| WHAT YOU SHOULD DO |
Of all the lines below, output only those starting at the one with "find: jacket zipper" and ending at the one with "find: tail fin", both ends included, exactly as written.

| DATA SECTION |
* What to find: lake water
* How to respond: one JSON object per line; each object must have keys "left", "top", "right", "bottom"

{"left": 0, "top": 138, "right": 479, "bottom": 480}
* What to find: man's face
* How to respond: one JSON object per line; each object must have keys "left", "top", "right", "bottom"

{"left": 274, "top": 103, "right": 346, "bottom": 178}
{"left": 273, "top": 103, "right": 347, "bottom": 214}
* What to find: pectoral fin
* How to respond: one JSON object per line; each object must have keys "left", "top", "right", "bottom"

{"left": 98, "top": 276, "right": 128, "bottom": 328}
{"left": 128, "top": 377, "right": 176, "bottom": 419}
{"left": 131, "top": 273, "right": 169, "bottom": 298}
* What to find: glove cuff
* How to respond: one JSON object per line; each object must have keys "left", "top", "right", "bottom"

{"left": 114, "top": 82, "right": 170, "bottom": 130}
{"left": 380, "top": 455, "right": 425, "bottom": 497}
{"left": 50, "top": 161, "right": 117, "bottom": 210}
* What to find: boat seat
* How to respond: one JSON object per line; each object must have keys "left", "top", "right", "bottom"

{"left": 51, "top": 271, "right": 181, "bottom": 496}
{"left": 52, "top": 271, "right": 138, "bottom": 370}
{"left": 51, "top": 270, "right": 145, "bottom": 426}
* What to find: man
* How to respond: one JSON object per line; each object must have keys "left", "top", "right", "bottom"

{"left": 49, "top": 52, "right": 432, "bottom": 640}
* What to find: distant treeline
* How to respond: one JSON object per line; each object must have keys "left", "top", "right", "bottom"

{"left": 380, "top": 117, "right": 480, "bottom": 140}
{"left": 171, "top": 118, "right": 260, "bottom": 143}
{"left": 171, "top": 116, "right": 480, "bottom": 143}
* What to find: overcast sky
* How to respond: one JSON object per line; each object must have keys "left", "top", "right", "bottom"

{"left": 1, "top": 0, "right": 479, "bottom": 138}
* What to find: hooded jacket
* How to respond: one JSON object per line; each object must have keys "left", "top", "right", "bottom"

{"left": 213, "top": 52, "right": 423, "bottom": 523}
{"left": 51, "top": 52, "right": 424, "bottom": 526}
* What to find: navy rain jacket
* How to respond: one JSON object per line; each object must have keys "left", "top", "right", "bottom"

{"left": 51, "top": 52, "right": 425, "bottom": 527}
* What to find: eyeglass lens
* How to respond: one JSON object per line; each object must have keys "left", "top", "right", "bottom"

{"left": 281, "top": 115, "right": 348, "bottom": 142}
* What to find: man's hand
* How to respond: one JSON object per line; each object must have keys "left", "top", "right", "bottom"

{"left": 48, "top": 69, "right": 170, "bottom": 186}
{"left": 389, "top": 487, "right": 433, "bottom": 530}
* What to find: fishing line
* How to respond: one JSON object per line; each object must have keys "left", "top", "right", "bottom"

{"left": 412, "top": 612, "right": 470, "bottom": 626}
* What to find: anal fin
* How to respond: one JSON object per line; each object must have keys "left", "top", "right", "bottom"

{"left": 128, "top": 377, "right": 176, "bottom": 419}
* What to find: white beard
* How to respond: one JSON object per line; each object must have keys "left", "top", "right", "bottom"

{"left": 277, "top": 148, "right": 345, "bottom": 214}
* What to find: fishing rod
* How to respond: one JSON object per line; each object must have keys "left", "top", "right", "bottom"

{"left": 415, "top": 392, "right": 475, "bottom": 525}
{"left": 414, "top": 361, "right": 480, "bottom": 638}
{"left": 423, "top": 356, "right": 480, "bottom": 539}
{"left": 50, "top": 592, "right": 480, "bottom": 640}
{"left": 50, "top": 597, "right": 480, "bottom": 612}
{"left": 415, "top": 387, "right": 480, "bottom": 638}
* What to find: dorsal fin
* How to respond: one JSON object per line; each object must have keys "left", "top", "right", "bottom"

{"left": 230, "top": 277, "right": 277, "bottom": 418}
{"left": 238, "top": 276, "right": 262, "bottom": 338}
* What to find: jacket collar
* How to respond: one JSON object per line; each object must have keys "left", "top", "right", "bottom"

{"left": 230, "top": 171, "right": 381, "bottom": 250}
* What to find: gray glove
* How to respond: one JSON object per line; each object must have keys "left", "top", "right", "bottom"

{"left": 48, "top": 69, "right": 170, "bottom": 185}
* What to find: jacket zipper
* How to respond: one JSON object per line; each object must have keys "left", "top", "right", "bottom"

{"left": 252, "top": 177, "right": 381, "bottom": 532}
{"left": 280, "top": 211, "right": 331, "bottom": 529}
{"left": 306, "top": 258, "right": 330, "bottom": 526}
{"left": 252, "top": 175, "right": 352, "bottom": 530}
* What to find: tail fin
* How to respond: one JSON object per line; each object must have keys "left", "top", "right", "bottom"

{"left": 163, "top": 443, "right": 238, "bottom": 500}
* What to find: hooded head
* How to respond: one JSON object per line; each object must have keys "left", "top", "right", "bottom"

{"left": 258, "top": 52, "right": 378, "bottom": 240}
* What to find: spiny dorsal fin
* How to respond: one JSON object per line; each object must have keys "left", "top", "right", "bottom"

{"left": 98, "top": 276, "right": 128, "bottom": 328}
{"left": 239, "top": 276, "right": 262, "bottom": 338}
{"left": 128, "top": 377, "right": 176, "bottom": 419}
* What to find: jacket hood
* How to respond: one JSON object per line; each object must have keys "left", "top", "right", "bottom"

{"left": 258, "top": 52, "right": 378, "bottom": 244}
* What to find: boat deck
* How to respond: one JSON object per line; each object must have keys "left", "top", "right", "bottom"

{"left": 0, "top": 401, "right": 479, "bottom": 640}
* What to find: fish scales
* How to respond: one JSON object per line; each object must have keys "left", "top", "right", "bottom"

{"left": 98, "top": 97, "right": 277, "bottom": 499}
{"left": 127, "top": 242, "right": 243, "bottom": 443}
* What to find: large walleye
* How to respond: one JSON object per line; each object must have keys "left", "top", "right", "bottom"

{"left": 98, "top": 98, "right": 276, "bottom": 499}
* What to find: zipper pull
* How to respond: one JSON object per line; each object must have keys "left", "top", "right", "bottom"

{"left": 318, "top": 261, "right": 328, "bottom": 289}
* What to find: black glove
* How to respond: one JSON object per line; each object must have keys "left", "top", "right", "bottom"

| SOLUTION FOR THIS PROBLEM |
* What to find: jacket zipper
* How to respond: one JSON object per line; each object must have keys "left", "top", "right", "bottom"

{"left": 252, "top": 177, "right": 381, "bottom": 532}
{"left": 280, "top": 211, "right": 331, "bottom": 529}
{"left": 306, "top": 258, "right": 330, "bottom": 526}
{"left": 252, "top": 175, "right": 352, "bottom": 530}
* What to find: tail fin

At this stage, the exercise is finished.